> Text passage
──────────────────────────────
Virtualization on Linux
Virtualization offers a stronger primitive for running untrusted or arbitrary code [00:14:47]. Unlike containers, each Virtual Machine (VM) has its own guest user space and guest kernel, providing isolated environments [00:14:53]. This model presents a significantly smaller attack surface to the host kernel [00:15:10].
VMs access host resources via a Virtual Machine Monitor (VMM), such as QEMU, CrossVM, or Firecracker [00:15:47]. The VMM communicates with /dev/kvm, a Linux kernel device that exposes the processor’s virtualization stack and provides an API for spawning VMs and granting privileged resource access [00:16:01]. When a VM needs to access host resources like disk or network, it triggers a “VM exit” back to the host [00:16:56]. The VMM handles the request with the host kernel and sends the response back to the guest with a “VM resume” [00:17:13]. Minimizing VM exits and resumes is crucial for performance [00:17:22]. While CPU-bound operations within a guest incur no penalty due to direct processor execution, I/O-bound loads can lead to performance trade-offs due to frequent exits [00:17:37].
MicroVMs for Secure AI Sandboxing
MicroVMs are a distinct evolution of virtualization that prioritize security and speed [00:19:39]. The concept originated from the CrossVM project at Chrome OS [00:18:38].
Key differences from traditional VMs include:
- Rust-based VMMs: VMMs like CrossVM, Firecracker, and Cloud Hypervisor are written in Rust, providing memory-safe implementations that mitigate memory safety-related bugs often found in C-written devices [00:18:40]. This reduces the attack surface from untrusted guest code to the host [00:18:57].
- Jailed Emulated Devices: MicroVMs jail their emulated devices separately. For instance, a block device is restricted to only block-related system calls, preventing network access if compromised, and vice versa [00:19:11].
──────────────────────────────
> Instructions
1. According to the text on Linux virtualization, what does a VM trigger when it needs to access host resources like disk or network?
2. Go on with the text on Linux virtualization and MicroVMs from where it stops.
The records have no connection to the text on Linux virtualization.

> Excerpted records
──────────────────────────────
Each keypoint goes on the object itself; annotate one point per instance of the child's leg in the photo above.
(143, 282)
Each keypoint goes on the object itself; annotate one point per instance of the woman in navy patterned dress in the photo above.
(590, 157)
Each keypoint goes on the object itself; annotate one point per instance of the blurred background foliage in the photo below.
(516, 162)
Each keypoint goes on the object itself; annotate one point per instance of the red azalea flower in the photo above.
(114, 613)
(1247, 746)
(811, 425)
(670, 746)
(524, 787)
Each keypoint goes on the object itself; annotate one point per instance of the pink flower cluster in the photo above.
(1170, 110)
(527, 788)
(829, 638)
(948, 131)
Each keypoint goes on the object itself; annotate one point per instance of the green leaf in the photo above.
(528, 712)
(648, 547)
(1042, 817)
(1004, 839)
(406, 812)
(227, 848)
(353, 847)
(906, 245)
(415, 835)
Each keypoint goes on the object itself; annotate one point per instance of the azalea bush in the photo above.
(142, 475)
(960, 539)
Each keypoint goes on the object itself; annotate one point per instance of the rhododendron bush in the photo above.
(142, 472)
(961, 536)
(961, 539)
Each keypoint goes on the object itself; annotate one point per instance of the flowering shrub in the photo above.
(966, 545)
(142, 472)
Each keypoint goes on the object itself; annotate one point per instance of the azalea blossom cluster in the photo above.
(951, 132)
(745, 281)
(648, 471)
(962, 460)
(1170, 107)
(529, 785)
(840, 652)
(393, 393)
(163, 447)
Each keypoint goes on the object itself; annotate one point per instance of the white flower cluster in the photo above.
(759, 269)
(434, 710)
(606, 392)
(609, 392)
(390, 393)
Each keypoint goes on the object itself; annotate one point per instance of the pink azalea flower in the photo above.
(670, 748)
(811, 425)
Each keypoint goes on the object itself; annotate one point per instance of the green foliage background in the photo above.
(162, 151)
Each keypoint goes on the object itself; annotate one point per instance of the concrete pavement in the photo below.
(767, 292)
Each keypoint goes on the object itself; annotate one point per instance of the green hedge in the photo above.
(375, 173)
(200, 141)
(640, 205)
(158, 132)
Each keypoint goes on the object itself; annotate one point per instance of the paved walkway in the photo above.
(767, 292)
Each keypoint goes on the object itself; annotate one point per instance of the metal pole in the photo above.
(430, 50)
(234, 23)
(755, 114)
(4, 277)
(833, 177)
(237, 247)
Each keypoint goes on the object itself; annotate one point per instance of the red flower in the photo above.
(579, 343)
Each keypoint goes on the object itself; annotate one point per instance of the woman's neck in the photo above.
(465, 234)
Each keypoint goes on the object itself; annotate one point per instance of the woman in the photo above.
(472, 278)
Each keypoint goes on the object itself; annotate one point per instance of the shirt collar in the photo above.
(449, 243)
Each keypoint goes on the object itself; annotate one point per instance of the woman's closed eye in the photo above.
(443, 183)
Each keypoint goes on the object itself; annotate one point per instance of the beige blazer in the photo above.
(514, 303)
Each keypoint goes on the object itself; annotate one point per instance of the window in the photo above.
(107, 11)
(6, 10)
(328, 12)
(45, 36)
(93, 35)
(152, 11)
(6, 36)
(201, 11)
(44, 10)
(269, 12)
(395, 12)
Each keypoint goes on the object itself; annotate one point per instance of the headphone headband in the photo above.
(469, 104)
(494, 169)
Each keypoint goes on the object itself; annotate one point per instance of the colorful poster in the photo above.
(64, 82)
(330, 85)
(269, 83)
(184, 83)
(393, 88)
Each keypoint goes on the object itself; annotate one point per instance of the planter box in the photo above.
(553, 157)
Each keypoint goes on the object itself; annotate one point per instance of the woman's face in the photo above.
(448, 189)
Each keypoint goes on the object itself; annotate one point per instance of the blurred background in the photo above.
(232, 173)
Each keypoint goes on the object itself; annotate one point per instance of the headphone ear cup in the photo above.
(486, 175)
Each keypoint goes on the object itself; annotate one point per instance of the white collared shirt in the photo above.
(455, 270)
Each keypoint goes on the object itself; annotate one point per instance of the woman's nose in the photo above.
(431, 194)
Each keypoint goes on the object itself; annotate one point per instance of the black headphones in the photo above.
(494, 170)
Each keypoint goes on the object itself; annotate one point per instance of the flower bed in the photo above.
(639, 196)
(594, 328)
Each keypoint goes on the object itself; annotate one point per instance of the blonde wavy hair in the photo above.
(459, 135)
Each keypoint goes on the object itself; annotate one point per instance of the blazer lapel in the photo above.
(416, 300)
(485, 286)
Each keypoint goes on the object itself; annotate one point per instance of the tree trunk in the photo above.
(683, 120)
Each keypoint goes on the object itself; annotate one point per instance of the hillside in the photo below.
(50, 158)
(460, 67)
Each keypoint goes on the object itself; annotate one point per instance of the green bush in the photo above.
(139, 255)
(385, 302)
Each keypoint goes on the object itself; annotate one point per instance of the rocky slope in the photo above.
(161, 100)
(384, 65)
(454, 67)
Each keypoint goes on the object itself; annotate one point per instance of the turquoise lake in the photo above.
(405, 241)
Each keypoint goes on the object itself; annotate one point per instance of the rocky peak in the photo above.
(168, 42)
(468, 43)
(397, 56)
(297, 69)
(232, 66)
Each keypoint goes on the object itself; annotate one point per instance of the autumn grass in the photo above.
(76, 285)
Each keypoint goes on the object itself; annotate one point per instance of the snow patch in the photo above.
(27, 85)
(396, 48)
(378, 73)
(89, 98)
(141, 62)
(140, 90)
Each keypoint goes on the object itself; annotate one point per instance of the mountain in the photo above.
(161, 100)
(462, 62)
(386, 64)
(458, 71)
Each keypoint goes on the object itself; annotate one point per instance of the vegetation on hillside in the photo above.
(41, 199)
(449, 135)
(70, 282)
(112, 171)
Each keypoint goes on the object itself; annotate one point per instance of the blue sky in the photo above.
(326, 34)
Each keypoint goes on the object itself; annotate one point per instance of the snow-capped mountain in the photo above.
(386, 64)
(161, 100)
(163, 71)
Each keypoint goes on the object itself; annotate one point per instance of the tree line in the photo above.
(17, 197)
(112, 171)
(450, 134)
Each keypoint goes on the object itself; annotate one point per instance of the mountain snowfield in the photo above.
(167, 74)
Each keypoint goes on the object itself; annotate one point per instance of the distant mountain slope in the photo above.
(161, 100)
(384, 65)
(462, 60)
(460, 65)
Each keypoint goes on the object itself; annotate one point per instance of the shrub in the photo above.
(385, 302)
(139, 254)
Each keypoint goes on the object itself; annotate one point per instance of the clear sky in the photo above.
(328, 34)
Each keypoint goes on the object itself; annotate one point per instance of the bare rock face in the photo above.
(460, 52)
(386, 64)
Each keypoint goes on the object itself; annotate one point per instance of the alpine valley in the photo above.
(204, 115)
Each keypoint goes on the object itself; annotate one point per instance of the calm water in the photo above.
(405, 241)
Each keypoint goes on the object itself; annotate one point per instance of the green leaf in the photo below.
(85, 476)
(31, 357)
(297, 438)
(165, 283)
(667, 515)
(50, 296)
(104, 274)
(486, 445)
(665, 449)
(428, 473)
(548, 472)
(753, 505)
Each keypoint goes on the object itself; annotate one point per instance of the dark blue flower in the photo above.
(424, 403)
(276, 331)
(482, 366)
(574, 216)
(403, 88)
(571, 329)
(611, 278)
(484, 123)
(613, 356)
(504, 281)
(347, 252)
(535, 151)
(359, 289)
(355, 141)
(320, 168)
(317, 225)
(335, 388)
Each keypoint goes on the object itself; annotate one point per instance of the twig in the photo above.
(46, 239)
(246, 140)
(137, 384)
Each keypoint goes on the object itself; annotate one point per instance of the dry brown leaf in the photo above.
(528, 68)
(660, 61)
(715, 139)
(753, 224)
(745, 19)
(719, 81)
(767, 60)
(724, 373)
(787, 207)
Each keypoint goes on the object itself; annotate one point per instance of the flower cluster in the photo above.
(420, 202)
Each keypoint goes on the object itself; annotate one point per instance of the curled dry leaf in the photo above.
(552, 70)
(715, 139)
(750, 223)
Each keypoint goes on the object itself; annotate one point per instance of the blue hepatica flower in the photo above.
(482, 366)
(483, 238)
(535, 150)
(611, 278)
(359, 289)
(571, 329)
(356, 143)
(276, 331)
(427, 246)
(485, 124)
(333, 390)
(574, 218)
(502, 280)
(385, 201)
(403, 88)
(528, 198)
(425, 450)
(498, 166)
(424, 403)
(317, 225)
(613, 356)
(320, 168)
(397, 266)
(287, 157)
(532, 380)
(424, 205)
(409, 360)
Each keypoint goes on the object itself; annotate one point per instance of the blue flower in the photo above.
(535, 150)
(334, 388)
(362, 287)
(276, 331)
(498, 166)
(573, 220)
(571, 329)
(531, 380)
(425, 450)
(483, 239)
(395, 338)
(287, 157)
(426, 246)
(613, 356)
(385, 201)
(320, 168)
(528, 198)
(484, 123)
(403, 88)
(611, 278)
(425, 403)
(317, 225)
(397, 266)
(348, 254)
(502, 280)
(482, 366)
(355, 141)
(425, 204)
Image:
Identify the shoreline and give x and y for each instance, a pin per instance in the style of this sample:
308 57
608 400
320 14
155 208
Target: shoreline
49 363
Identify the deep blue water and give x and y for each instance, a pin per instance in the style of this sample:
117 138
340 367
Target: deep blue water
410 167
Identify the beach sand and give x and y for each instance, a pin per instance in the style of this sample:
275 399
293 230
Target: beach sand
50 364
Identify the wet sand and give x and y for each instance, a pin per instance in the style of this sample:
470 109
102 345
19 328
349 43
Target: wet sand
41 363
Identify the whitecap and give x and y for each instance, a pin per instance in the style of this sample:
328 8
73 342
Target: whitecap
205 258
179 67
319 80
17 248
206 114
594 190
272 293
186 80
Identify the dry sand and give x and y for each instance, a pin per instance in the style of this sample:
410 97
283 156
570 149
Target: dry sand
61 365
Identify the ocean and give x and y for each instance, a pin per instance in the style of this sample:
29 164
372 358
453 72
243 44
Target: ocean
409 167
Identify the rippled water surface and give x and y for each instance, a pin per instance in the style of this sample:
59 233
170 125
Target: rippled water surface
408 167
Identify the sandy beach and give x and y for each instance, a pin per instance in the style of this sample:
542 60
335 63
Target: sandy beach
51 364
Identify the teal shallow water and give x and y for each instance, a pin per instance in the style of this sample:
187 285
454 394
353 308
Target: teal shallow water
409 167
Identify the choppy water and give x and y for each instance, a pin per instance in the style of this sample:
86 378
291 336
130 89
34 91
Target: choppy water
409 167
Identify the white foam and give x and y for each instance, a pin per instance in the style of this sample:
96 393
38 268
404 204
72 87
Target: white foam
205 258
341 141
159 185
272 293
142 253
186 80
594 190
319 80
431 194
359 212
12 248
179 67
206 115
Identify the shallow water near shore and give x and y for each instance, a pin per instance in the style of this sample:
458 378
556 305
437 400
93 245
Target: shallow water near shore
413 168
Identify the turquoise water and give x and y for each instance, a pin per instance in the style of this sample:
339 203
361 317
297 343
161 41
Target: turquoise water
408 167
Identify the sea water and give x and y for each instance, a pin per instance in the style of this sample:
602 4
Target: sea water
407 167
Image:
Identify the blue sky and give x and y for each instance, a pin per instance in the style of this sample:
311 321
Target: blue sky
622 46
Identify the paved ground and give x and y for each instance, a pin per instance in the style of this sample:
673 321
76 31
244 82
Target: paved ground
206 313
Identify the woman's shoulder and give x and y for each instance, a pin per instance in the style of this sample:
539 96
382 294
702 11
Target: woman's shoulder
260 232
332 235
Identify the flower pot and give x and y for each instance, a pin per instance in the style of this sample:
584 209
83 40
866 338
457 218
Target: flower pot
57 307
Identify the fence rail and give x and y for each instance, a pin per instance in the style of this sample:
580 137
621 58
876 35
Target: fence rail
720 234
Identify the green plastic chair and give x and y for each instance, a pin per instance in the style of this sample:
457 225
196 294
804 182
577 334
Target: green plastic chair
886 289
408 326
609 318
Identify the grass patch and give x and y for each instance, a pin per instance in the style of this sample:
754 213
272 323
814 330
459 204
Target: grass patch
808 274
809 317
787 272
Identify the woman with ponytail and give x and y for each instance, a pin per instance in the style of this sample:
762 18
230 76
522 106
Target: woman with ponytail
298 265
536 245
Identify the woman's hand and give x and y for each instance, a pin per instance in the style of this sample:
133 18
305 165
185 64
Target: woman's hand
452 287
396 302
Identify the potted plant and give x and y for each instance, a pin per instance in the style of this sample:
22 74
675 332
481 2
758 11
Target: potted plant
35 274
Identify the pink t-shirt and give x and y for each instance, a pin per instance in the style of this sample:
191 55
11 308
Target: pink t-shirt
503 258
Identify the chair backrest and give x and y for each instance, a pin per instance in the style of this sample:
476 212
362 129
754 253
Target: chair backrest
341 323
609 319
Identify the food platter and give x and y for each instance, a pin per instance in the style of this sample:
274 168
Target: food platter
──────────────────────────────
> Answers per task
1. It triggers a "VM exit" back to the host.

2.
- Performance Optimization (“Micro”): MicroVMs are designed to boot rapidly and consume less memory [00:19:47]. Unlike old VMMs like QEMU that support many architectures and emulated devices, MicroVMs typically support only one or two architectures (Intel, ARM) and major devices, resulting in less code and fewer code paths at boot [00:19:54]. The “micro” refers to the lightweight nature of the VMM process itself, not necessarily the guest [00:20:26].
Arachis’s Choice of MicroVMs
Arachis, an open-source code execution and computer use sandboxing service for AI agents, utilizes a MicroVM runtime as its final execution environment [00:00:04]. The choice of MicroVMs is driven by several design factors:
- Security: Paramount for AI sandboxes, especially for multi-tenant code execution where LLM-generated code might access different clients’ data [00:21:02]. Preventing untrusted code from gaining root access is critical [00:21:23].
- Fast Boot Times: Arachis currently boots in less than 7 seconds, with ongoing efforts to reduce it to under a second [00:03:54].
- Snapshotting: MicroVMs enable fast snapshots by dumping the entire guest memory, allowing agents to backtrack to a good checkpoint if multi-step workflows fail [00:21:42]. This provides more reliable, higher-order complex task execution for agents [00:05:01].
Arachis considered various VMMs:
- CrossVM: Initiated the MicroVM revolution [00:22:11].
- Firecracker: Underpins AWS Lambda for serverless loads, featuring a fleshed-out REST API and better jailing architecture [00:22:27].
- Cloud Hypervisor: A more general-purpose enterprise VMM [00:22:40]. It offered hot plugging of devices, GPU support, and snapshot support at the time of choice [00:22:44]. Its open-source project structure, not controlled by a single company, also made it a sensible choice for Arachis [00:22:58].
Another option for sandboxing is GVisor, which is closer to a container in performance but offers slightly better security [00:23:12]. While untrusted code can still attack the host kernel in GVisor, it can be a good intermediate option, especially for scenarios requiring easier GPU access compared to MicroVMs [00:23:29]. Ultimately, the choice depends on specific needs and security guarantees [00:23:39]. Arachis opted for Cloud Hypervisor as its underlying MicroVM VMM [00:23:45].